> [Data supplied]

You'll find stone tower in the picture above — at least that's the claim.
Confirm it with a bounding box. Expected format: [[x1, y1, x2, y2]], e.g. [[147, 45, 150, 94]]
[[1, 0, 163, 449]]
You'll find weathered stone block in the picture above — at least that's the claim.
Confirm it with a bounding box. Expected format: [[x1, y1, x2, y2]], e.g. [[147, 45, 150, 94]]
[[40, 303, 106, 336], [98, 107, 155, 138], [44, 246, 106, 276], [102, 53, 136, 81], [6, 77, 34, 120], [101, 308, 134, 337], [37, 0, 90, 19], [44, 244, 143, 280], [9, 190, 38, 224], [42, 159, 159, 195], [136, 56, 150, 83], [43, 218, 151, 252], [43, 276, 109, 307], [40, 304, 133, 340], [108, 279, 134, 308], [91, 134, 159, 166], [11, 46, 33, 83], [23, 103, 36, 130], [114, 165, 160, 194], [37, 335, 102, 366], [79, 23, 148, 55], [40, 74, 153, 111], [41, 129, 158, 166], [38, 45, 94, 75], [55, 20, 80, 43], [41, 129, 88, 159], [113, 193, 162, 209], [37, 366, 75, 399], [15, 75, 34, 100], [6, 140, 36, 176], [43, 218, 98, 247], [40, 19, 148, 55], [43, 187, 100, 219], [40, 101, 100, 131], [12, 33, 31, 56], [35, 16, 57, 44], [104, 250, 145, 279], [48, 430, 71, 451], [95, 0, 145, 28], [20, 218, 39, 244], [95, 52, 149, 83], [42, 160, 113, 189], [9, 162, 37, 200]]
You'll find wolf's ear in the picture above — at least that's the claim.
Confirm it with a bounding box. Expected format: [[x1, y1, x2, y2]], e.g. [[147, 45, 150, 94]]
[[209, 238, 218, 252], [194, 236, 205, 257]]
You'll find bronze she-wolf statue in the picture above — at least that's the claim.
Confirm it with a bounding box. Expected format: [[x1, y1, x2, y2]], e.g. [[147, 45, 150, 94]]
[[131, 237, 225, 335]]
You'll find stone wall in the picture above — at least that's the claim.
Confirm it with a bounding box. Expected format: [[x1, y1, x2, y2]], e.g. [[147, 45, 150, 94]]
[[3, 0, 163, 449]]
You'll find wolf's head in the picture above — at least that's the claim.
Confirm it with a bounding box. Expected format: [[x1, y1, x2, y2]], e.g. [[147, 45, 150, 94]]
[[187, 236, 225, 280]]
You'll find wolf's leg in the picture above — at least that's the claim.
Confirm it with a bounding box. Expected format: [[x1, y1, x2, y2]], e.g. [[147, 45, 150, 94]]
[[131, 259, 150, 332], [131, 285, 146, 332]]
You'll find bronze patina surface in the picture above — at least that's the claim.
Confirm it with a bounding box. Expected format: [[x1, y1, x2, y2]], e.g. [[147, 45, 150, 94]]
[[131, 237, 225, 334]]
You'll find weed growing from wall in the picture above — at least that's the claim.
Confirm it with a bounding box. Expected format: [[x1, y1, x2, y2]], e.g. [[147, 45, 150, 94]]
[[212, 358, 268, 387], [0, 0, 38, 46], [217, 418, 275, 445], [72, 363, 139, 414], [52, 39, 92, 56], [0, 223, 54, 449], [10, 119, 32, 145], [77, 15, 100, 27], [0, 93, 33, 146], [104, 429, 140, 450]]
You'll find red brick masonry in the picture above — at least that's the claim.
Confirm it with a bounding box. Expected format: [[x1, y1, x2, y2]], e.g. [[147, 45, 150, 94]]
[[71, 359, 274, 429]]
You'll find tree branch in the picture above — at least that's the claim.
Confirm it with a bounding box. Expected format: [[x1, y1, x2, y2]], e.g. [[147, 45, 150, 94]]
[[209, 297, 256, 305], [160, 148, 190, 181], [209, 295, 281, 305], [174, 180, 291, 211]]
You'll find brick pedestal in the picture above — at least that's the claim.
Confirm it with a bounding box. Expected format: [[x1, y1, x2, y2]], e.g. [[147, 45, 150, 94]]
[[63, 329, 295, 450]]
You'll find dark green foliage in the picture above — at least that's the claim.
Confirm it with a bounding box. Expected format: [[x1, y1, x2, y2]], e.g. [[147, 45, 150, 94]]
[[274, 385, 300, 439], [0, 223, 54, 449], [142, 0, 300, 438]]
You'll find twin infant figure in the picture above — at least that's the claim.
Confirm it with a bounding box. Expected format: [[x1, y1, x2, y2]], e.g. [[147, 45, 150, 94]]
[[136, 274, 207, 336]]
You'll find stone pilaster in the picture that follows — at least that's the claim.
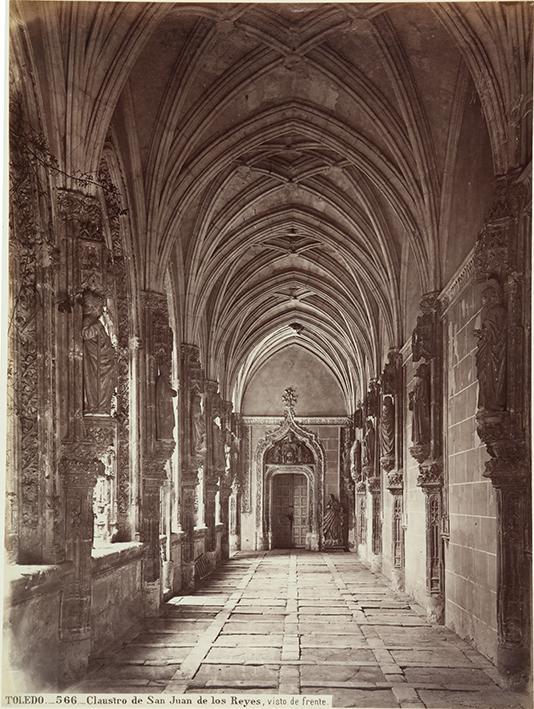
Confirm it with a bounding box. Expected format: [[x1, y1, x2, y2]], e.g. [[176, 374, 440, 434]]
[[58, 418, 114, 683], [473, 170, 531, 686], [229, 413, 243, 554], [381, 349, 404, 589], [363, 380, 381, 566], [204, 380, 221, 559], [141, 291, 176, 613], [409, 291, 445, 621], [55, 186, 119, 683], [219, 400, 234, 560]]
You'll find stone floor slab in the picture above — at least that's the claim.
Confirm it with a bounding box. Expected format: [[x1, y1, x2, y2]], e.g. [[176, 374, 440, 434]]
[[67, 550, 528, 709]]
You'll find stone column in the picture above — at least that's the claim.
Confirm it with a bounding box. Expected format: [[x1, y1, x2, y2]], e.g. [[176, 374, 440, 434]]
[[364, 380, 381, 568], [229, 413, 243, 554], [58, 437, 111, 683], [179, 344, 204, 591], [381, 350, 404, 589], [409, 292, 444, 622], [338, 423, 353, 549], [141, 292, 176, 615], [218, 400, 234, 560], [204, 380, 220, 564], [352, 406, 366, 547], [473, 171, 530, 686]]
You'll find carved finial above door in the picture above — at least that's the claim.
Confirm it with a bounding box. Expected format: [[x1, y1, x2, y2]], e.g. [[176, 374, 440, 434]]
[[282, 386, 298, 415]]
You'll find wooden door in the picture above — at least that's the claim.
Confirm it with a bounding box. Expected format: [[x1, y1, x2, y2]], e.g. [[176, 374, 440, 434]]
[[292, 474, 308, 547], [271, 473, 308, 548]]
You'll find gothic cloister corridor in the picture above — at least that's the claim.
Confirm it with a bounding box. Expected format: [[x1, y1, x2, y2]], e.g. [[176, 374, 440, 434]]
[[69, 551, 527, 707], [5, 1, 532, 702]]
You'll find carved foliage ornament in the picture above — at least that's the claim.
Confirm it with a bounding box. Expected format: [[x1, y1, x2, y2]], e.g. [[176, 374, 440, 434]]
[[417, 461, 443, 489], [9, 95, 57, 531], [282, 386, 298, 413]]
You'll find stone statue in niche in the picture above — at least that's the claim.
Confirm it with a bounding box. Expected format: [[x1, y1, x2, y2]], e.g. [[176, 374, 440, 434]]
[[362, 419, 375, 474], [474, 279, 507, 411], [191, 388, 207, 463], [155, 356, 177, 440], [322, 493, 344, 547], [412, 312, 434, 362], [365, 380, 380, 419], [81, 290, 117, 414], [409, 363, 431, 446], [380, 396, 395, 458], [382, 351, 400, 396]]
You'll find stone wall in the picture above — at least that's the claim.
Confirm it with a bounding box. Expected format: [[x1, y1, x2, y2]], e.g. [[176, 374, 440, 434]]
[[443, 269, 497, 661], [4, 566, 71, 692], [90, 544, 144, 655]]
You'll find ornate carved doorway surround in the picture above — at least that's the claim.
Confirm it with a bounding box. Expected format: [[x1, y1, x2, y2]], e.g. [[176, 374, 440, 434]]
[[254, 390, 325, 551]]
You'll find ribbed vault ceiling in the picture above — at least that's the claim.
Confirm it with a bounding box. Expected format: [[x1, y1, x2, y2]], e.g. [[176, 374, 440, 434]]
[[89, 2, 520, 410]]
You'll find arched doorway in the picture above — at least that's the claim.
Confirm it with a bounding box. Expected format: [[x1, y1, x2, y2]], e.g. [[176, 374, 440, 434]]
[[270, 470, 309, 549], [255, 401, 325, 551]]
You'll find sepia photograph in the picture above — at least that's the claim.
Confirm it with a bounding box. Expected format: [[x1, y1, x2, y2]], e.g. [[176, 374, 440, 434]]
[[2, 1, 532, 707]]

> [What you have to do] In the entries above, find the line holding "You'll find weed" and the line holding "You'll find tree"; print both of them and every line between, exactly, and nothing else.

> [Answer to this problem]
You'll find weed growing from wall in the picture above — at least that's the claim.
Confirm it with a bounding box. Expected format: [[x1, y1, x2, y2]], e.g. [[147, 45, 150, 94]]
[[212, 358, 268, 387], [0, 0, 38, 46], [217, 418, 275, 445], [72, 363, 139, 414], [52, 39, 92, 56], [0, 223, 54, 449], [10, 119, 32, 145], [77, 15, 100, 27], [0, 93, 33, 146], [104, 429, 140, 450]]
You'll find red brick masonry in the picture above — at least that's the claim.
Confirm it with a bounding box. Expected format: [[x1, y1, x2, y2]], e.g. [[147, 45, 150, 94]]
[[71, 359, 274, 429]]
You'll find tree branch in the picture above — at least that's the claim.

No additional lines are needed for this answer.